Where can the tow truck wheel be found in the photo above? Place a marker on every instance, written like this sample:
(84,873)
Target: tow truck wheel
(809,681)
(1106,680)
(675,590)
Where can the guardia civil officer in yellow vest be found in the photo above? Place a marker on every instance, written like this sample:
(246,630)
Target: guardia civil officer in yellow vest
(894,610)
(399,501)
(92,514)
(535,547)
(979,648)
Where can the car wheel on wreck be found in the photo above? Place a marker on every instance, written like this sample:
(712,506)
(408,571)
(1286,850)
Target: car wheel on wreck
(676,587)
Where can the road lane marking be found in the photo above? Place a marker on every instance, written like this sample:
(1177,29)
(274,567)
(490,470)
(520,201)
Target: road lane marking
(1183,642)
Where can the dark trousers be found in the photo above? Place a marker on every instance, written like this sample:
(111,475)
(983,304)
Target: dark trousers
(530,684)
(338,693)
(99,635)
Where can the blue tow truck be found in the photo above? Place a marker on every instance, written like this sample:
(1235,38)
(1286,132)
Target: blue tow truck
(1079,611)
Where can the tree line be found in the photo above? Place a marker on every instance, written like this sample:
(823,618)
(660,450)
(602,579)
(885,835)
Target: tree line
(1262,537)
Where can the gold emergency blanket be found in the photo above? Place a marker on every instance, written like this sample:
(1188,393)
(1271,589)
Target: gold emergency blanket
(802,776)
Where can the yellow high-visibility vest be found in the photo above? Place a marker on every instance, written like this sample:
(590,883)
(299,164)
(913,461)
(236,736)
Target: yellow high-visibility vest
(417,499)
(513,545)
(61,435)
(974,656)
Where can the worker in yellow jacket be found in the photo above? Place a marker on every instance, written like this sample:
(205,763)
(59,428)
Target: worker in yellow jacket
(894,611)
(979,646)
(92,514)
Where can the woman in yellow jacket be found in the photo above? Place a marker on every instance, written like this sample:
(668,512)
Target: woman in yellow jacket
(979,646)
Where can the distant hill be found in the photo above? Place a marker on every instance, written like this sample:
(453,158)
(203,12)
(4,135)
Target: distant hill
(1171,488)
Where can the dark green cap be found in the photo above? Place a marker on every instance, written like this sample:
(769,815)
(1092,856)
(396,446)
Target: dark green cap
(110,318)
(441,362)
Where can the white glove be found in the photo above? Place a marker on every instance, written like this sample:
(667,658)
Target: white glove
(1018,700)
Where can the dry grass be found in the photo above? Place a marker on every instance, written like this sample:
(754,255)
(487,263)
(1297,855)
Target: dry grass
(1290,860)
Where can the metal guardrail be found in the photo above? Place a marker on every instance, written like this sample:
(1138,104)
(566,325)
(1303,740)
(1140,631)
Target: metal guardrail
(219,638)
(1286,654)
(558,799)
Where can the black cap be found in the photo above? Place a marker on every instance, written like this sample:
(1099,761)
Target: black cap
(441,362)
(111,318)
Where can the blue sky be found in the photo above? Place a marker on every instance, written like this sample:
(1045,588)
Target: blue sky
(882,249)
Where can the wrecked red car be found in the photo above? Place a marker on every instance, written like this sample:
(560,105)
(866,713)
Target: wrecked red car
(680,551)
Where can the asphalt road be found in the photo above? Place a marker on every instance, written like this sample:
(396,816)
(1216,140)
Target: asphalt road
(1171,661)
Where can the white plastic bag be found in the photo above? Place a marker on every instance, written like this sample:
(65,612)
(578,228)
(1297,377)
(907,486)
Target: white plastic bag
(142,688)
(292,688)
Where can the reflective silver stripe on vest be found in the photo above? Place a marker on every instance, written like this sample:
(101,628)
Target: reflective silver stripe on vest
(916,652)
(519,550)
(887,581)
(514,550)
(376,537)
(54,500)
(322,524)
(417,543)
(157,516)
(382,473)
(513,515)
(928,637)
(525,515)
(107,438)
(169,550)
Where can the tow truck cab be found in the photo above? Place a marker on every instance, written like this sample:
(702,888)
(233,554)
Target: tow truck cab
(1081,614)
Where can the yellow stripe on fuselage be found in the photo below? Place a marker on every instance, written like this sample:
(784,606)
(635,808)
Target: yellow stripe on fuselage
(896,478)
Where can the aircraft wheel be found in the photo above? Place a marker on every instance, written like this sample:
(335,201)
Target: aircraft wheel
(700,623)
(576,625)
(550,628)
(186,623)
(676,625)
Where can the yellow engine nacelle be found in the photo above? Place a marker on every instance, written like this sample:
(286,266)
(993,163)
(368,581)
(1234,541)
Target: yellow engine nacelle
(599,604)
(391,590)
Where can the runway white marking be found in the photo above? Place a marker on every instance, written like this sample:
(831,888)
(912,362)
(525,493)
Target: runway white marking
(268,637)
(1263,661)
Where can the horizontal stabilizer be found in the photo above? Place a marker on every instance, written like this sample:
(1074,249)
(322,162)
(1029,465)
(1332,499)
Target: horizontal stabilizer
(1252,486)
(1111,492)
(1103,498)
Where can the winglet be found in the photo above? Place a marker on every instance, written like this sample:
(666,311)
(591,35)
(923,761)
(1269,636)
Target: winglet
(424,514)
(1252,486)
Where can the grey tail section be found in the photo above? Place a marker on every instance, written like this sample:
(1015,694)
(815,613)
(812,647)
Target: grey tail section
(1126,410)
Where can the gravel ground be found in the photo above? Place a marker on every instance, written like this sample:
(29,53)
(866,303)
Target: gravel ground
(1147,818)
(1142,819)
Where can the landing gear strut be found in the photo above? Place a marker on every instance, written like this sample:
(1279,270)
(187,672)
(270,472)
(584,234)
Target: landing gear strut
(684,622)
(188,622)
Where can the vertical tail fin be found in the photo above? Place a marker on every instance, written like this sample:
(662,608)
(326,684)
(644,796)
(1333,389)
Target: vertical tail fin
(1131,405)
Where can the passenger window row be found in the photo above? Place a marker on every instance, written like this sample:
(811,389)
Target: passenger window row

___

Please put each line of the rows above into a JSON list of strings, one string per line, with blank lines left out.

[
  "Where can the tow truck wheel be found in the photo above? Place a marker on every instance, written like this sample:",
  "(84,873)",
  "Target: tow truck wheel",
  "(809,681)",
  "(1106,680)",
  "(675,590)",
  "Where can the guardia civil officer in yellow vest be found in the photo above? Place a marker on every instance, written like this sample:",
  "(246,630)",
  "Target: guardia civil officer in yellow vest",
  "(894,610)",
  "(399,501)",
  "(92,514)",
  "(535,547)",
  "(979,648)",
  "Where can the car wheel on wreck be found in the photo above? Place a marker on every instance, written like this sample:",
  "(712,506)",
  "(408,571)",
  "(1286,850)",
  "Target: car wheel on wreck",
  "(676,587)",
  "Where can the road lane marking be found in the photo above? Place a marker on every instance, written like this sample:",
  "(1177,29)",
  "(274,567)",
  "(490,470)",
  "(520,201)",
  "Target: road lane marking",
  "(1183,642)",
  "Where can the dark trousers be found in the photo above? Place a marker on every instance, written like this sample:",
  "(111,475)",
  "(983,304)",
  "Target: dark trousers",
  "(530,684)",
  "(338,693)",
  "(99,635)",
  "Where can the blue tow truck be found in the photo above? Place a marker on every instance, written like this sample:",
  "(1235,38)",
  "(1286,132)",
  "Target: blue tow truck",
  "(1079,611)",
  "Where can the tree line be found in the photo above? Place a marker on every instance, written like this sample:",
  "(823,618)",
  "(660,450)",
  "(602,579)",
  "(885,835)",
  "Target: tree line",
  "(1262,537)",
  "Where can the gold emergency blanket be found in the photo above? Place a marker on every instance, written like this sample:",
  "(1188,393)",
  "(1271,589)",
  "Target: gold emergency blanket",
  "(802,776)",
  "Where can the yellow high-visibility vest be found in the photo above? Place a marker on every instance, written like this sample:",
  "(590,883)",
  "(299,164)",
  "(913,461)",
  "(236,736)",
  "Target: yellow high-visibility vest",
  "(417,499)",
  "(513,545)",
  "(61,435)",
  "(974,656)",
  "Where can the worker in yellow jacket be found in the photo above? Place a marker on every instance, written like this sample:",
  "(205,763)",
  "(59,428)",
  "Target: worker in yellow jacket",
  "(894,611)",
  "(979,646)",
  "(92,514)",
  "Where can the woman in yellow jacket be found in the photo above? Place a marker on every instance, written like this sample:",
  "(668,512)",
  "Target: woman in yellow jacket",
  "(979,646)",
  "Where can the distant hill be found in the photo above? Place a marker on every instance, written like this sample:",
  "(453,158)",
  "(203,12)",
  "(4,135)",
  "Target: distant hill",
  "(1171,488)",
  "Where can the dark green cap be found in the photo above? Place a marker on every instance, written like this sample:",
  "(769,815)",
  "(1092,856)",
  "(396,446)",
  "Target: dark green cap",
  "(110,318)",
  "(441,362)",
  "Where can the white glove be found in the photo above? Place a marker on every instance, written like this sample:",
  "(667,658)",
  "Target: white glove",
  "(1018,700)",
  "Where can the dry grass be found in the photo above? Place a marker on every instance, written like this sample:",
  "(754,255)",
  "(487,263)",
  "(1297,855)",
  "Target: dry grass",
  "(1290,860)",
  "Where can the metal guardrail be found in the photo above? Place a marker on every instance, written like this sample:",
  "(1138,104)",
  "(566,325)",
  "(1303,740)",
  "(1140,631)",
  "Target: metal guardrail",
  "(219,638)",
  "(1286,654)",
  "(558,799)",
  "Where can the black cap be found in the photo above? Place a marker on every instance, written like this sample:",
  "(1099,761)",
  "Target: black cap",
  "(441,362)",
  "(111,318)",
  "Where can the blue sky be found in the photo above? Place a marker on every instance, written like this sample:",
  "(1045,588)",
  "Target: blue sky",
  "(882,249)",
  "Where can the wrecked red car be found in the photo above? Place a marker on every instance, written like this sample:",
  "(560,105)",
  "(866,713)",
  "Target: wrecked red car",
  "(680,551)",
  "Where can the asphalt road be found in the photo above? Place a marker on every instance, written like this sample:",
  "(396,816)",
  "(1216,140)",
  "Target: asphalt road",
  "(1171,661)",
  "Where can the white plastic bag be found in the photo above? Place a marker on every instance, written like this sample:",
  "(65,612)",
  "(578,228)",
  "(1297,377)",
  "(907,486)",
  "Target: white plastic bag",
  "(142,688)",
  "(292,688)",
  "Where can the reflective silver stripe on vest be found in the photo above? Place a marker on every instance, written like this sample:",
  "(101,628)",
  "Target: reflective silver stripe on vest",
  "(916,652)",
  "(519,550)",
  "(887,581)",
  "(514,550)",
  "(376,537)",
  "(54,500)",
  "(322,524)",
  "(417,543)",
  "(157,516)",
  "(382,473)",
  "(513,515)",
  "(928,637)",
  "(525,515)",
  "(107,438)",
  "(169,550)",
  "Where can the tow truck cab be found in the photo above? Place a marker on every instance, written like this sample:",
  "(702,888)",
  "(233,554)",
  "Target: tow truck cab",
  "(1081,614)",
  "Where can the yellow stripe on fuselage be found in the photo below? Place a marker on every instance, written like this sample:",
  "(784,606)",
  "(635,808)",
  "Target: yellow stripe on fuselage",
  "(896,478)",
  "Where can the aircraft wheel be found in the photo above? Place a marker on every instance, written like this sample:",
  "(335,201)",
  "Target: aircraft wheel",
  "(700,623)",
  "(576,625)",
  "(550,628)",
  "(186,623)",
  "(676,625)",
  "Where can the yellow engine nacelle be found in the photo above? Place a marker on every instance, written like this sample:",
  "(286,266)",
  "(993,163)",
  "(368,581)",
  "(1234,541)",
  "Target: yellow engine nacelle",
  "(599,604)",
  "(391,590)",
  "Where can the runway white marking be found in the photo above? Place a marker on every instance, written like this sample:",
  "(831,888)",
  "(912,362)",
  "(525,493)",
  "Target: runway white marking",
  "(268,637)",
  "(1263,661)",
  "Where can the horizontal stabilizer be found in the photo above? Place a marker on every instance, written like this sample:",
  "(1074,249)",
  "(322,162)",
  "(1029,465)",
  "(1332,499)",
  "Target: horizontal stabilizer",
  "(1252,486)",
  "(1111,492)",
  "(1103,498)",
  "Where can the winglet be found in the photo above? Place a marker on every instance, written like this sample:",
  "(666,311)",
  "(591,35)",
  "(923,761)",
  "(1269,636)",
  "Target: winglet",
  "(424,514)",
  "(1252,486)",
  "Where can the grey tail section be found in the photo above? Place a marker on every instance, written like this sample:",
  "(1015,694)",
  "(815,613)",
  "(812,647)",
  "Target: grey tail section",
  "(1126,410)",
  "Where can the gravel ground be found in the photo above? Place a marker on every instance, written like this sample:",
  "(29,53)",
  "(866,303)",
  "Target: gravel ground",
  "(1147,818)",
  "(1142,819)",
  "Where can the landing gear strut be found in the photo above? Place a marker on every instance, written like this sample:",
  "(1279,270)",
  "(187,672)",
  "(270,472)",
  "(584,234)",
  "Target: landing gear strut",
  "(684,622)",
  "(188,622)",
  "Where can the vertical tail fin be found in the photo above? Place a marker on every instance, written like this sample:",
  "(662,608)",
  "(326,684)",
  "(644,796)",
  "(1333,389)",
  "Target: vertical tail fin",
  "(1131,405)",
  "Where can the passenger window row be found in the photo above? Place a marker on every instance, written like this sample:",
  "(811,389)",
  "Target: passenger window row"
]